--- PAGE EXTRACT ---

Wednesday, December 13, 2006

Kadok Island

We got a new teacher last week, from Canada, who seems pretty cool and so we went out to celebrate. This is what the table setting looked like, from a good sashimi restaurant in Dongnae. Sashimi is called hue in Korean. Moving down to coastal Busan, I thought I'd be eating a lot more fish in meals but it's been pretty much the same as in Seoul.

I first thought this was some sort of pork from Jeju. It's actually whale meat and I only found out after eating it. I'm guessing it was from a pilot whale or something because the skin was so dark. It tasted fairly average, kind of like fishy beef. Not something worth going out of your way for.

These are some weird fish with big heads that you can eat. They're always curled up like cats and I have no idea what their English name is.

On the weekend we went to Kadok Island, the third biggest island in Korea. It's really close to Busan and you can get to the ferry terminal by bus. The bus will take you about half an hour and the ferry less than 10 minutes to the island.

Oh and here's some other food that I ate that same day. This is gulgukbab, an oyster rice soup that is easy to find in Busan, but less common elsewhere. For about $4 you can get a bowl of it, steaming hot with seaweed and fresh oysters. Good breakfast food.

Back to the ferry now. The ride only cost us about $3 and was fairly pleasant. The ferries constantly travel around the island during the day because there isn't a bus service. When you're tired of one part of the island, you just wait at the ferry-stop and hop on. These little kids were fighting over a bag of chips.

The island is about fifteen square kilometres and has small settlements around the place. It has it's own police station and high school, but there weren't many people out and about. We decided to have a walk up the mountain and see what was on the other side.

There seemed to be a well-established farming community, with a lot of these rice steps built into the mountain. Farming on mountains is a little bit strange coming from Australia because everything back home is very flat.

Here's a dilapidated house that looked like it had been more recently used for a soju party. I find abandoned places like these to be pretty interesting because I always wonder what makes someone pack up and leave a house behind. Would they lock the doors?

A nice artificial lake built into the mountain and unfit for swimming. Come to think about it, I haven't been swimming since I came to Korea.

We wound our way up a mountain path that turned out to be a few kilometres long. It was a pleasant walk and we had plenty of time. Those tarpaulins in the distance are covering firewood that people have chopped and left around the place.

So we got over one small mountain and the view was picturesque. Well worth the effort. There are islands in many of the harbour areas around southern Korea and most of them are heavily forested and uninhabited.

An eunheng namu, or 'bank tree'. These trees are golden yellow and seem to shed all of their leaves very suddenly, over the space of a few days.

--- PROVIDED RECORDS ---

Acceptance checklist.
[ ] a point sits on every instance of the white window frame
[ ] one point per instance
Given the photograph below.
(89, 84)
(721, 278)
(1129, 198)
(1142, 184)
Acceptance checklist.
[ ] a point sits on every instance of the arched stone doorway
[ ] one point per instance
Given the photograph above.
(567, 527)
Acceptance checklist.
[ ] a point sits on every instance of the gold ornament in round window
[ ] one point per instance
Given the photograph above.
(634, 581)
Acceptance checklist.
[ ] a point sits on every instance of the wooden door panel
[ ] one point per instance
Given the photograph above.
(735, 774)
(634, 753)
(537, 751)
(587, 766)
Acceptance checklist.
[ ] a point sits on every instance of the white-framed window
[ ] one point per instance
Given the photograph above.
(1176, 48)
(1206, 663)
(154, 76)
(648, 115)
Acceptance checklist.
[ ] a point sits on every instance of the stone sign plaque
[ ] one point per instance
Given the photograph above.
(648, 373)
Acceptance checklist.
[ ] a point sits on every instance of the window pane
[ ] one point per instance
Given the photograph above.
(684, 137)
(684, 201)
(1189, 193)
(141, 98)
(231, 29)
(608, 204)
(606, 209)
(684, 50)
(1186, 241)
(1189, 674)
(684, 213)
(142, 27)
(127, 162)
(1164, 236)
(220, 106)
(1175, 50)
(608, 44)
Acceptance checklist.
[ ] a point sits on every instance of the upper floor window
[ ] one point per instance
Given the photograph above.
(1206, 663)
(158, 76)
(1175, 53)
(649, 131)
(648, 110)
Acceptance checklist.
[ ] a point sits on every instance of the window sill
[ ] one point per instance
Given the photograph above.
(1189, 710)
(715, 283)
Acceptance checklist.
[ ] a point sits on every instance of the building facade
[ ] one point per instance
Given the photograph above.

---

ACTIVITY A: Reproduce the Kadok Island post word for word, from "We wound our" to "forested and uninhabited.".
ACTIVITY B: Summarize the Kadok Island post in two sentences.

WRITTEN SOLUTION A:
We wound our way up a mountain path that turned out to be a few kilometres long. It was a pleasant walk and we had plenty of time. Those tarpaulins in the distance are covering firewood that people have chopped and left around the place.

So we got over one small mountain and the view was picturesque. Well worth the effort. There are islands in many of the harbour areas around southern Korea and most of them are heavily forested and uninhabited.

WRITTEN SOLUTION B: After celebrating a new teacher's arrival at a sashimi restaurant in Dongnae, where the writer ate whale meat without knowing it, a group took a bus and then a short, inexpensive ferry to Kadok Island, the third biggest island in Korea. There they walked a few kilometers up a mountain path past rice steps, a dilapidated house and an artificial lake, and found the view well worth the effort.